TASK: Retype the material below. Keep every word exactly as it is.

TASK INPUT:
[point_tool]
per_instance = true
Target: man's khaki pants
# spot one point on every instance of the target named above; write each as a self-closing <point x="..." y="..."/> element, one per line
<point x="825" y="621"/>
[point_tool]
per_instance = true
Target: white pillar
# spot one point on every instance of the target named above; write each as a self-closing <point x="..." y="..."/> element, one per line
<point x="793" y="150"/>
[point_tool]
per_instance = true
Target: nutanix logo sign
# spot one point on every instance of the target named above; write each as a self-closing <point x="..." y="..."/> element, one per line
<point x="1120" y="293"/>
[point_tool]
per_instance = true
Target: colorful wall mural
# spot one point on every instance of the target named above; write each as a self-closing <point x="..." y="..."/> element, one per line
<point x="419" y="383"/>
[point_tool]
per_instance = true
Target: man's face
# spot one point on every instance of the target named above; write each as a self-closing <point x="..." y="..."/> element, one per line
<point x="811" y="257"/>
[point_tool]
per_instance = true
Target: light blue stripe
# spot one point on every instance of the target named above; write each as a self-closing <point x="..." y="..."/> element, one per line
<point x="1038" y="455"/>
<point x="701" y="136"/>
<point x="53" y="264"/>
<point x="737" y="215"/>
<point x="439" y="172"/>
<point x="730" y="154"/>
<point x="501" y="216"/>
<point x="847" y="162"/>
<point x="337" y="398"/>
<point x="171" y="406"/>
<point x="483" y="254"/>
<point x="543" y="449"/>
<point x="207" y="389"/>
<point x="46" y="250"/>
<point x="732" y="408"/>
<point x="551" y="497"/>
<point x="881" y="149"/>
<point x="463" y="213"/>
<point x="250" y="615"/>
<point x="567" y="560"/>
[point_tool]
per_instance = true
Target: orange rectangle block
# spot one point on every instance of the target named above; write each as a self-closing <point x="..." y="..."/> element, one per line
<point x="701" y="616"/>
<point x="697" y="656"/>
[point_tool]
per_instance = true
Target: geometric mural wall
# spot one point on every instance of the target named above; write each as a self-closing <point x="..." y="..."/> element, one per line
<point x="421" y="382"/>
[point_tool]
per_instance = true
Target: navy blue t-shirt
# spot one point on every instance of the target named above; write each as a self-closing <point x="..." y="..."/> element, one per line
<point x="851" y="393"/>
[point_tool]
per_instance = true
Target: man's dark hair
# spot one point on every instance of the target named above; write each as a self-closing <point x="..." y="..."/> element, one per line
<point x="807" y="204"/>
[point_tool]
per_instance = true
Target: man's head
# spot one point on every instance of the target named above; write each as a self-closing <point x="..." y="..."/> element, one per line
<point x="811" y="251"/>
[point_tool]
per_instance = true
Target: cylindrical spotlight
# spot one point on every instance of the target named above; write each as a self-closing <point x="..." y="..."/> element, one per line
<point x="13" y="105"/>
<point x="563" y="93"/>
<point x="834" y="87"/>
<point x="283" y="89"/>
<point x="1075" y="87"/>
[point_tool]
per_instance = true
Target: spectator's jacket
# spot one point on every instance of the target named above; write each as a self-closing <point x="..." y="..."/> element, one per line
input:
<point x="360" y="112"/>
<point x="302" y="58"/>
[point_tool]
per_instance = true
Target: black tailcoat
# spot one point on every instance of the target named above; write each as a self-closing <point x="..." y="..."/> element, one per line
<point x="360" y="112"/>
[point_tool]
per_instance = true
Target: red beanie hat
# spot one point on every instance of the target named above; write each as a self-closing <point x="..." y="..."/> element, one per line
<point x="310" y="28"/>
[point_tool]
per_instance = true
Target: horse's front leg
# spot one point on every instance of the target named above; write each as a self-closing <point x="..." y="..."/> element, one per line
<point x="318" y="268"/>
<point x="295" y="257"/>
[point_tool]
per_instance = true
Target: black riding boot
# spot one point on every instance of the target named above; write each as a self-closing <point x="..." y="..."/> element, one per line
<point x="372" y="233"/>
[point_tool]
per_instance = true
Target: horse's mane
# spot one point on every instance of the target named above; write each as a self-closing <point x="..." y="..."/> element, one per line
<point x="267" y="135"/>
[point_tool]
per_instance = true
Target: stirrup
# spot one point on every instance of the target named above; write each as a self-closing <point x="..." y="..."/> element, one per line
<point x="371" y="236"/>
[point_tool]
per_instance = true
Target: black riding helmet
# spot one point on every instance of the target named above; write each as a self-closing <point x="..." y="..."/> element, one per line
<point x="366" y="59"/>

FULL RESPONSE:
[point_tool]
per_instance = true
Target: man's khaki pants
# spot one point on every instance of the target named above; write each as a self-closing <point x="..." y="..."/> element, one per line
<point x="825" y="621"/>
[point_tool]
per_instance = true
Target: white pillar
# spot one point on every instance of the target named above; write each as a self-closing <point x="..." y="..."/> element, one per line
<point x="793" y="150"/>
[point_tool]
per_instance = true
Target: nutanix logo sign
# spot one point on every instance of the target named above; write each as a self-closing <point x="..." y="..."/> element, one per line
<point x="1120" y="293"/>
[point_tool]
per_instance = true
Target: colorful wall mural
# spot one point on every instance of the target named above; write each as a self-closing <point x="..." y="..."/> element, one per line
<point x="419" y="383"/>
[point_tool]
per_instance = true
Target: man's face
# spot one point on every instance of the target named above; write each as a self-closing <point x="..." y="..."/> element, one per line
<point x="811" y="257"/>
[point_tool]
per_instance = true
Target: light blue stripe
# spot one point on every instance of the target named above; write each as a self-closing <point x="..." y="..."/> element, one per line
<point x="1038" y="455"/>
<point x="701" y="136"/>
<point x="53" y="264"/>
<point x="737" y="215"/>
<point x="439" y="172"/>
<point x="730" y="154"/>
<point x="501" y="216"/>
<point x="847" y="162"/>
<point x="337" y="398"/>
<point x="171" y="406"/>
<point x="483" y="254"/>
<point x="543" y="449"/>
<point x="207" y="389"/>
<point x="46" y="250"/>
<point x="732" y="408"/>
<point x="551" y="497"/>
<point x="881" y="149"/>
<point x="463" y="213"/>
<point x="250" y="615"/>
<point x="567" y="560"/>
[point_tool]
per_instance = true
Target: orange rectangle block
# spot one point on every instance of the target named above; write each as a self-closing <point x="..." y="..."/> element, one per line
<point x="701" y="616"/>
<point x="697" y="656"/>
[point_tool]
per_instance = true
Target: geometric mural wall
# spot one point on every instance of the target named above; write each as a self-closing <point x="..." y="..."/> element, one per line
<point x="421" y="382"/>
[point_tool]
per_instance = true
Target: navy blue t-shirt
# spot one point on every instance of the target named above; write each as a self-closing <point x="..." y="..."/> element, one per line
<point x="851" y="393"/>
[point_tool]
per_instance = true
Target: man's dark hair
# spot one point on every instance of the target named above; write each as a self-closing <point x="..." y="..."/> element, one per line
<point x="807" y="204"/>
[point_tool]
per_instance = true
Target: man's head
# spot one point on every instance of the target named above; write each as a self-closing <point x="..." y="..."/> element, one per line
<point x="811" y="251"/>
[point_tool]
per_instance = true
Target: cylindrical spotlight
# spot one point on every instance of the target named above; write each as a self-closing <point x="..." y="..."/> element, one per line
<point x="13" y="105"/>
<point x="563" y="93"/>
<point x="834" y="87"/>
<point x="283" y="89"/>
<point x="1075" y="87"/>
[point_tool]
per_instance = true
Target: spectator's jacket
# spot one point on every instance of the target named above; write each as a self-closing <point x="..." y="..."/> element, one per line
input:
<point x="360" y="112"/>
<point x="302" y="58"/>
[point_tool]
per_instance = true
Target: black tailcoat
# spot one point on every instance of the target named above; write each as a self-closing <point x="..." y="..."/> element, one per line
<point x="360" y="112"/>
[point_tool]
per_instance = true
Target: red beanie hat
# spot one point on every instance of the target named above; write each as a self-closing <point x="..." y="..."/> element, one per line
<point x="310" y="28"/>
[point_tool]
per_instance = true
Target: horse's front leg
# spot one point on every instance of the target named above; write each as a self-closing <point x="..." y="..."/> element, one per line
<point x="318" y="268"/>
<point x="295" y="257"/>
[point_tool]
per_instance = true
Target: black riding boot
# spot one point on every instance of the target named above; write each as a self-closing <point x="..." y="..."/> element, one per line
<point x="372" y="233"/>
[point_tool]
per_instance = true
Target: horse's mane
# spot one point on every instance of the target named above; write each as a self-closing <point x="..." y="..."/> element, one per line
<point x="267" y="135"/>
[point_tool]
per_instance = true
Target: stirrup
# spot one point on every instance of the target named above; write each as a self-closing <point x="..." y="..."/> element, one per line
<point x="371" y="236"/>
[point_tool]
per_instance = true
Target: black riding helmet
# spot one point on every instance of the target named above; write each as a self-closing <point x="..." y="..."/> element, one per line
<point x="366" y="59"/>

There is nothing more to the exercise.